**Aim of the task**
Write the next part of the Kotori overview below, picking up after its last sentence. The continuation is for the overview only, not for the listing that follows it.

**Excerpt**
════════

Telemetry data acquisition and sensor networks for humans.
Kotori is a flexible data historian based on InfluxDB, Grafana, MQTT and more. Free, open, simple.
It is a telemetry data acquisition, time series data processing and graphing toolkit aiming to become a fully integrated data historian. It is being conceived to support scientific environmental monitoring through distributed sensor networks and likewise scenarios.
Table of Contents
- Kotori is a multi-channel and multi-protocol data historian.
- It's an infrastructure toolkit assembled from different components suitable for data-acquisition, -storage, -fusion, -graphing and more.
- The system is used for building flexible telemetry solutions in different scenarios.
- It has been used to support conceiving data logging systems, test benches, sensor networks for environmental monitoring and beyond as well as other data-gathering and -aggregation projects.
- The system features a number of built-in sensor adapters, flexible configuration capabilities, durable database storage and unattended graph visualization out of the box.
- It integrates well with established hardware-, software- and data acquisition workflows through flexible adapter interfaces.
It's best to find out more about Kotori by looking at how others use it already. Enjoy reading.
- Get a rough idea at About Kotori.
- Have a look at some Applications where Kotori has been used.
- There are handbooks about data acquisition and data export.
Kotori is based on a number of fine infrastructure components and technologies and supports a number of protocols in one way or another. Standing on the shoulders of giants.

════════

**Given material**
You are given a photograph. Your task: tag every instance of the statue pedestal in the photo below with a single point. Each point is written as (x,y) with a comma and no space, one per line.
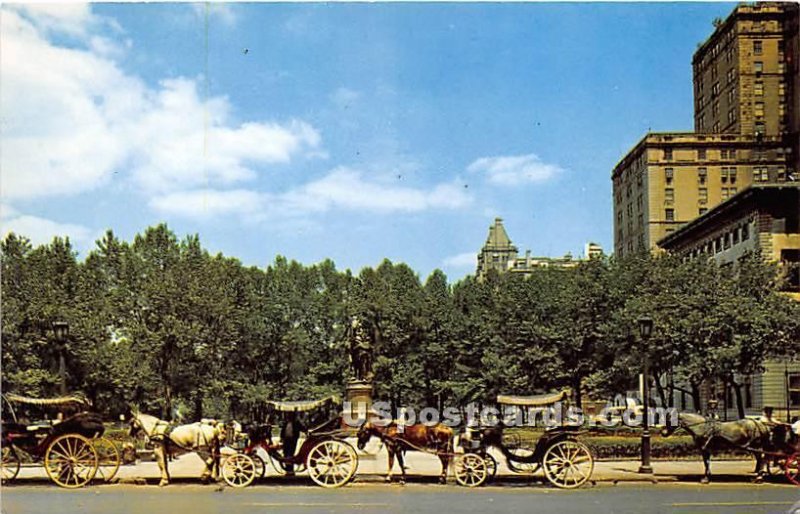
(358,395)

════════

**Task answer**
- Infrastructure: Twisted, Mosquitto, Grafana, InfluxDB, Autobahn, MongoDB
- Protocols: MQTT, HTTP, TCP, UDP, WebSockets, WAMP
Kotori can be installed through a Debian package, from the Python Package Index (PyPI) or from the Git repository. Please follow up to the corresponding installation instructions:
As Kotori is pretty heavy in respect to the number of software components it relies on, things sometimes break when trying to install its dependencies. In order to let us know about any problems you might encounter when installing Kotori, please don't hesitate to open an issue on GitHub.
¹ When choosing to install from the Debian package repository, you will also be able to receive appropriate Debian packages for Mosquitto, InfluxDB and Grafana through the DaqZilla package repository. This makes it easy to setup the complete DAQ system from a single package source.
² All of the Debian packages are available for amd64
and armhf
architectures to support installations on RaspberryPi, Beaglebone,
Odroid or similar ARM-based SBC machines.
Thanks to all the contributors of Kotori who got their hands dirty with it and helped to co-create and conceive it in one way or another. You know who you are.
These links will guide you to the source code of »Kotori« and its documentation.
We are always happy to receive code contributions, ideas, suggestions and problem reports from the community.
So, if you'd like to contribute you're most welcome. Spend some time taking a look around, locate a bug, design issue or spelling mistake and then send us a pull request or create an issue.
Thanks in advance for your efforts, we really appreciate any help or feedback.
This software is copyright © 2013-2020 The Kotori Developers. All rights reserved.
It is and will always be free and open source software.
Use of the source code included here is governed by the GNU Affero General Public License and the European Union Public License. Please also have a look at the notices about licenses of third-party components.
If you encounter any problems during setup or operations or if you have further
suggestions, please let us know by opening an issue on GitHub
or drop us a line at support@getkotori.org
. Thanks already.
Note
If not already reading here, you might want to continue reading on Kotori's documentation space.
Have fun!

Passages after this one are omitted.